▸ Raw data
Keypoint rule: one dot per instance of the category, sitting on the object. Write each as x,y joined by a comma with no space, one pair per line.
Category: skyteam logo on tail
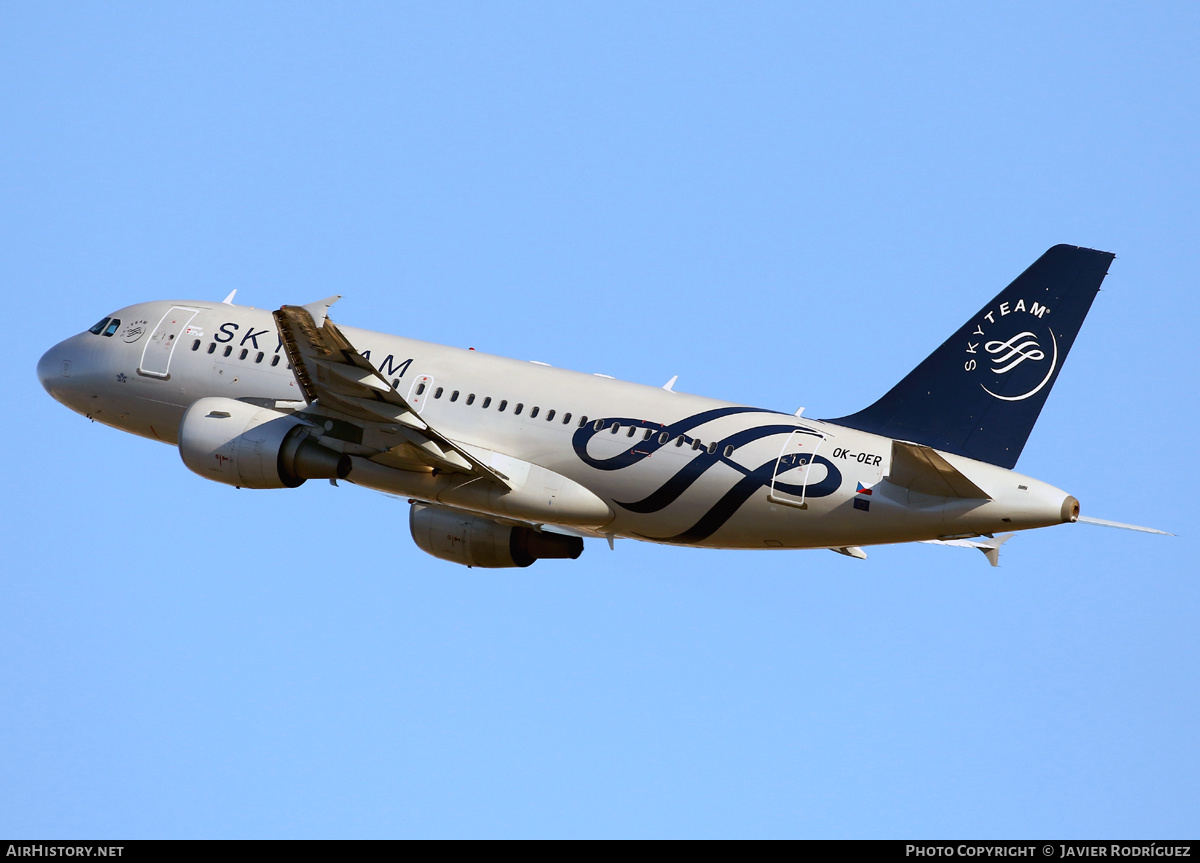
1015,353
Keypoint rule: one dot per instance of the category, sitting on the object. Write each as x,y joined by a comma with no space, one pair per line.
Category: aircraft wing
341,384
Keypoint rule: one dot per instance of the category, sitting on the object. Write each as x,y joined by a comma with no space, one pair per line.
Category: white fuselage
726,475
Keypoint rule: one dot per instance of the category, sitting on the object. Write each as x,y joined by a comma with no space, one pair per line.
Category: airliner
505,462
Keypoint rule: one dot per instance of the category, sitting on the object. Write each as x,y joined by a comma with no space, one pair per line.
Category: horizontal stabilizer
990,547
1104,522
923,469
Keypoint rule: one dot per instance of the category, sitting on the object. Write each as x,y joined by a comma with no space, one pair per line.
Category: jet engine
477,541
240,444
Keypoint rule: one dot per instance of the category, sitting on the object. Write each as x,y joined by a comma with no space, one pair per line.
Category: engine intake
240,444
472,540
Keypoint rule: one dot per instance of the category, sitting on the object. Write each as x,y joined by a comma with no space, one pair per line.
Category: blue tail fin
981,393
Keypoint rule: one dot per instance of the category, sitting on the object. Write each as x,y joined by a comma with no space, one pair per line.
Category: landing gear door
161,345
795,469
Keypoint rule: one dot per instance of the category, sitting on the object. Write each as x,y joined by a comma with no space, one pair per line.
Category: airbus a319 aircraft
507,462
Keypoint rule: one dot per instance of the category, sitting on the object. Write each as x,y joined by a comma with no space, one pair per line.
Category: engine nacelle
474,541
240,444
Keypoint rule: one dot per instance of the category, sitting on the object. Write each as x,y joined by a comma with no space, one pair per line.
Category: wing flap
336,378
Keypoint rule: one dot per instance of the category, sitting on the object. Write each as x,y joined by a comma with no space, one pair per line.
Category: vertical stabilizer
979,394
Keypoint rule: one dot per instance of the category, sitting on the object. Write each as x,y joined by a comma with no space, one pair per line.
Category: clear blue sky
781,204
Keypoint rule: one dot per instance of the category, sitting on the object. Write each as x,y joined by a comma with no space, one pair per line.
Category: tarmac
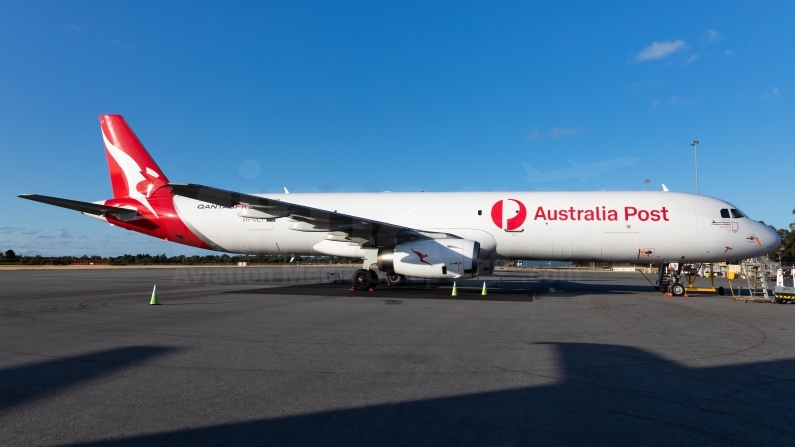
272,356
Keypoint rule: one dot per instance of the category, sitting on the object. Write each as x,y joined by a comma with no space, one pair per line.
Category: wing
361,230
83,207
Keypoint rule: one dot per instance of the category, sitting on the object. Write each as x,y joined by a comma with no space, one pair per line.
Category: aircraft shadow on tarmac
512,291
606,394
21,384
408,291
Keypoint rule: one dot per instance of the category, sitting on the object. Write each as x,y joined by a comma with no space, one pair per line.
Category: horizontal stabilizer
83,207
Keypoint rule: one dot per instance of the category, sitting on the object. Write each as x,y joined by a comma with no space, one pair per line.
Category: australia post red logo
509,214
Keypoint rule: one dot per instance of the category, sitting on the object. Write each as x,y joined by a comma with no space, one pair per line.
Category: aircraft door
261,241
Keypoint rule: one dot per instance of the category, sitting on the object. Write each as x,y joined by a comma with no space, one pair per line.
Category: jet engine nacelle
432,259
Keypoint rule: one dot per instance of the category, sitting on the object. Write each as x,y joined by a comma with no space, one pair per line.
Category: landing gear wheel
364,279
393,279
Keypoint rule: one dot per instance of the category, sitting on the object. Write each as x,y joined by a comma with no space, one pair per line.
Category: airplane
579,170
431,235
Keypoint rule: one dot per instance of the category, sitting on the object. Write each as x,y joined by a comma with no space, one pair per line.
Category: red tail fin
133,172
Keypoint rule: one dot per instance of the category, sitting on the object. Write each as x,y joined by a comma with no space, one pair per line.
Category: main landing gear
393,279
364,279
670,274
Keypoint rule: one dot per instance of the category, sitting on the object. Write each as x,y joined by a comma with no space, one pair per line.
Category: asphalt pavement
273,356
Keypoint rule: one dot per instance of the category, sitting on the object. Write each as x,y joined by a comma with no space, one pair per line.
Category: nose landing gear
364,279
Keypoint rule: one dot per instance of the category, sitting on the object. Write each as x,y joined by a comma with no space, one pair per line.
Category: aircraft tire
362,279
393,279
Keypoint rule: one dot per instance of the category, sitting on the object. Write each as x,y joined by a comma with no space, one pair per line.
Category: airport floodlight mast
695,144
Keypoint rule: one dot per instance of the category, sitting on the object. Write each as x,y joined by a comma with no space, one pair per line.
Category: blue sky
373,96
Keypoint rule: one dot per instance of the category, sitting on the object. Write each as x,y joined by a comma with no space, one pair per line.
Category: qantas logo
422,257
512,222
133,174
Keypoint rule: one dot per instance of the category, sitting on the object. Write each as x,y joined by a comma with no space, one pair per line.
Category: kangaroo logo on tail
133,172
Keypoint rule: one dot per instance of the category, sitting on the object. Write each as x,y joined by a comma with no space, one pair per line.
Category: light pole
695,144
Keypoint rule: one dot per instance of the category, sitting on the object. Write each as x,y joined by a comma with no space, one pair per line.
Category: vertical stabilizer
133,172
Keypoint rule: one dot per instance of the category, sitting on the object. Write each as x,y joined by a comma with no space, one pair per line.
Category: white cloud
555,132
772,95
119,44
677,101
660,50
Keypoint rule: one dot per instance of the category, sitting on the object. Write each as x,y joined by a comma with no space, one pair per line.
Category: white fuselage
578,226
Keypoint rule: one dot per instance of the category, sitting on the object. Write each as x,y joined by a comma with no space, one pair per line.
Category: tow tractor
782,292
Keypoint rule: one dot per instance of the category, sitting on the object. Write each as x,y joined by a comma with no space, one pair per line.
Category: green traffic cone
154,300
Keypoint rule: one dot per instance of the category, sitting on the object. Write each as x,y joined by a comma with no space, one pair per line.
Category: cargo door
620,246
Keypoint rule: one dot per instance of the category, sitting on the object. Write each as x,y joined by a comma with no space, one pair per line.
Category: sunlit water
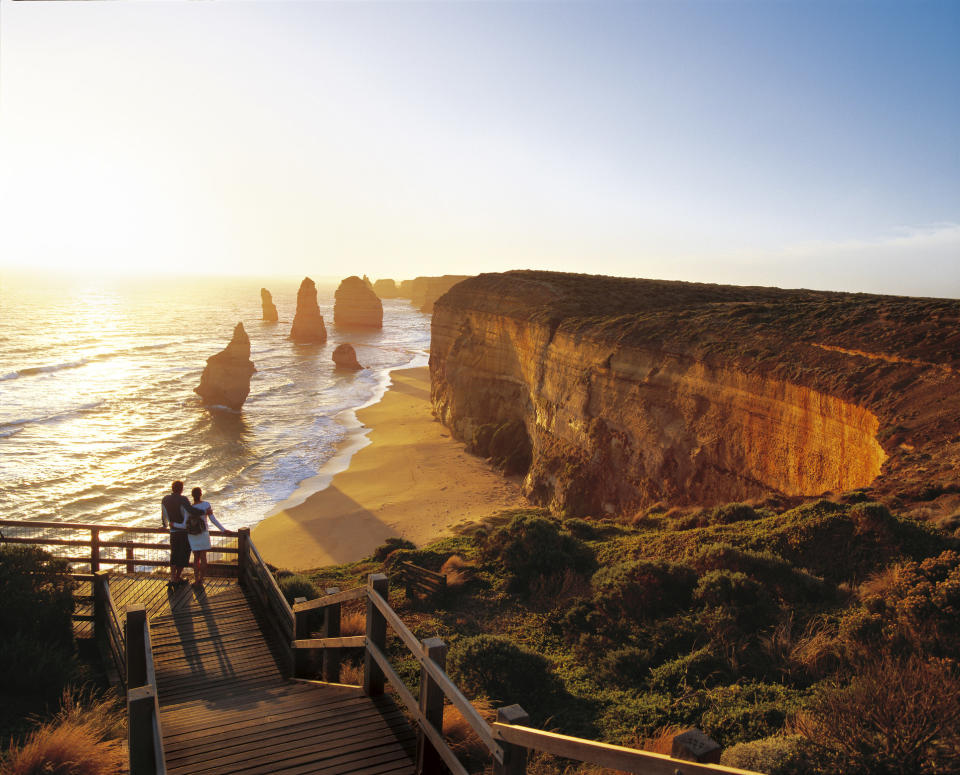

▸ What you need to do
Extract every line of the data above that contains the word "nacelle". The match is case-sensitive.

▸ Exercise answer
Category: engine nacelle
Category: jet engine nacelle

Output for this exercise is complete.